## BEGIN Document segment
Batman, or Batman ’66 as it is known for the sake of clarity, is mostly viewed as that silly, goofy take on Batman that people remember as a kitschy joke. Of course, Batman wanted to be a kitschy joke, but this sells the show short. In actuality, Batman is a very smart, and very clever, show with a lot of interesting preoccupations. Particularly, Batman is obsessed with pop culture. Not just comic books and superheroes, either. Way back in 1966, Batman was infatuated with pop culture and the medium of television in a way that still feels fresh to this day. Before Dan Harmon was even born, Batman was a show that was, in many ways, about pop culture.

Of course, Batman’s pop culture riffing does begin with the nature of the show itself. As has become lore, when William Dozier and his production company took over the rights to Batman, he hadn’t read a single Batman comic book. When he did, he decided it had to be done as a pop-art comedy. Batman is a joke on Batman, a joke grander than anything The Joker could concoct. There was something inherently absurd about the idea of a man dressing like a bat and fighting a cadre of garishly-dressed villains to Dozier, and so that’s what he decided to build the show on. Fortunately he found the writers for it, and fortunately Adam West and Burt Ward, and all the various other players, tapped into it right away.

As such, Batman is a show that is, to some degree, commenting on itself all along the way. Every over-convoluted villain’s plan, every meticulously labeled bit of Bat Equipment, the elaborate death machines that are always vanquished: It’s all got a wink attached to it. That wink is even more pronounced in the dialogue, particularly Batman’s. It’s there in his offbeat delivery, in his preoccupation with the “warped minds” of criminals, and in his constant reminders to Robin, and others, to do things like look both ways before you cross the street and to wear your seatbelt. Some of these are delivered directly to the camera, and Commissioner Gordon talks directly to the camera quite a bit as well. They aren’t “breaking the fourth wall,” per se, in defining that as admitting you are on a TV show, but they certainly are pushing up against that fourth wall at least a little bit.

Let’s go beyond all this, though, because Batman is just as interested in other pop culture entities, and in fact the delivery services for culture as well. In particular, characters spend so much time watching TV, or appearing on TV, on Batman. This is, in part, because bad guys overtake the television waves all the time. It’s often framed so that it appears like you are watching the same TV the people on the show are. Occasionally, Batman and Robin are on some sort of talk show, or news broadcast, and sometimes they are on the radio as well. Onetime Batman talked to his enemy King Tut through a radio shock jock’s program. The Joker appeared in an opera that was being aired on TV. And, once, we watched Bruce Wayne just watch TV. It was a western.

Television is not the only medium that Batman is interested in. There were a handful of musical villains on the show, be it Minstrel or Siren or Chandell. Then, of course, there was the time Lesley Gore appeared as Catwoman’s henchgirl Pussycat. She sings a couple songs, one a love song for Robin. Catwoman also once stole the voices of the hit British singing duo Chad and Jeremy, who have a clear Beatles thing going on based on their press conferences. The Joker once operated out of a comic book printing shop, and another time remade himself as a pop artist/criminal. You want movies? The Riddler one time decided to make a silent movie about his crime spree, a spree inspired by silent movies as well, replete with pies being thrown into people’s faces and Frank Gorshin doing a Charlie Chaplin impression. Then, of course, there was the time The Penguin started a movie production company, and got Batman and Robin to act in his movie, alongside Penguin’s fellow villain Marsha, Queen of Diamonds. We watch Batman reading through his script, and we watch parts of the movie being filmed, although Marsha’s big nude scene is nixed thanks to Gotham City’s League of Decency. Sure, in the end, Penguin’s big plan was to build a solid gold tank, but the movie stuff is still very funny, and very clever.
## END Document segment
## BEGIN Material provided
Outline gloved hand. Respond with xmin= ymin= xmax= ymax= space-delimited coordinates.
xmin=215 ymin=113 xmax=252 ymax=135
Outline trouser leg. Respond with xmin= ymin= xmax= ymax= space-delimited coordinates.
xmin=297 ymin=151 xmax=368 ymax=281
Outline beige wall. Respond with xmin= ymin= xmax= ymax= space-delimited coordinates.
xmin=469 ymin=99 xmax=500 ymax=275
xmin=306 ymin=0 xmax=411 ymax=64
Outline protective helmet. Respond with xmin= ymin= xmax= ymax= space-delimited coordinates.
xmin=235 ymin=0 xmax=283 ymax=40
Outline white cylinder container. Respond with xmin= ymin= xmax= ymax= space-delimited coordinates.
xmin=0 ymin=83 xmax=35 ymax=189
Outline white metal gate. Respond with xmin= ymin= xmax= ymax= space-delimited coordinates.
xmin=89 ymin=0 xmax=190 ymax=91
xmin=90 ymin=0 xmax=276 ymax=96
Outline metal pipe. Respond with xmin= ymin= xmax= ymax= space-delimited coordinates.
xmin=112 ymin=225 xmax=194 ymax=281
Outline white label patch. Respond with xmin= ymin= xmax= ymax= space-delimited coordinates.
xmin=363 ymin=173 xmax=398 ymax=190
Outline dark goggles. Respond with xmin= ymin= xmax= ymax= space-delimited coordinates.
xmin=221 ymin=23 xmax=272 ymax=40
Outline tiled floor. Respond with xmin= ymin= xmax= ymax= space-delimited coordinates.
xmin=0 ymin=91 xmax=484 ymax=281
## END Material provided
## BEGIN Material provided
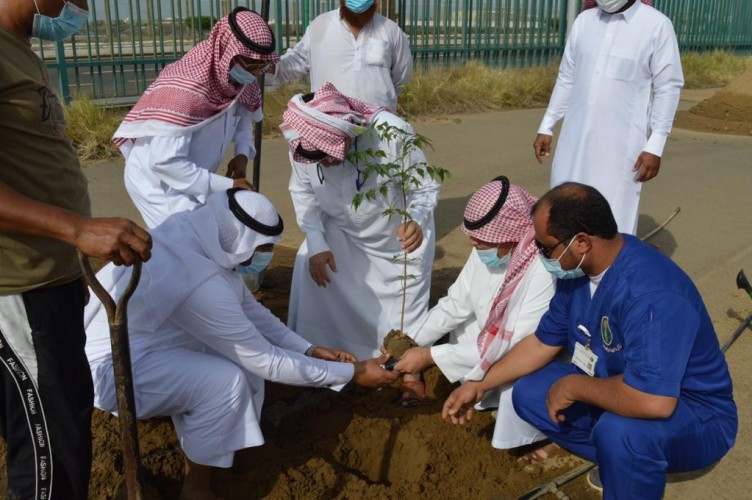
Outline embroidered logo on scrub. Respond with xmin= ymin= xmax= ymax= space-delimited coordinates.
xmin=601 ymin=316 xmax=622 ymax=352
## END Material provided
Pick up the essay on the 1966 Batman show and pop culture after its final sentence and write the next part.

• The reply
On top of that, there are apparently multiple abandoned movie lots in Gotham City, and also a place called Westernland, where a villain named Shame hangs out. Shame is a direct parody of the titular cowboy from the movie Shane. This includes a child wandering around saying “Come back, Shame,” a whole bunch, in reference to an iconic moment in the movie Shane that probably is not as resonant as it was back in 1966. Here, we have a character who is a genuine parody of an existing pop culture entity, and his henchman throughout his four episodes are in line with that as well. In particular, in his second two-parter, he has a henchman called Fred, who is a Mexican guy with a posh British accent, and Chief Standing Pat. Both of them are played by white guys painted up, which would seem racially insensitive, except that Shame refers to them as something along the lines of “characters from an old time Western.” The show comments on how they are old archetypes, and their very existence is a meta joke.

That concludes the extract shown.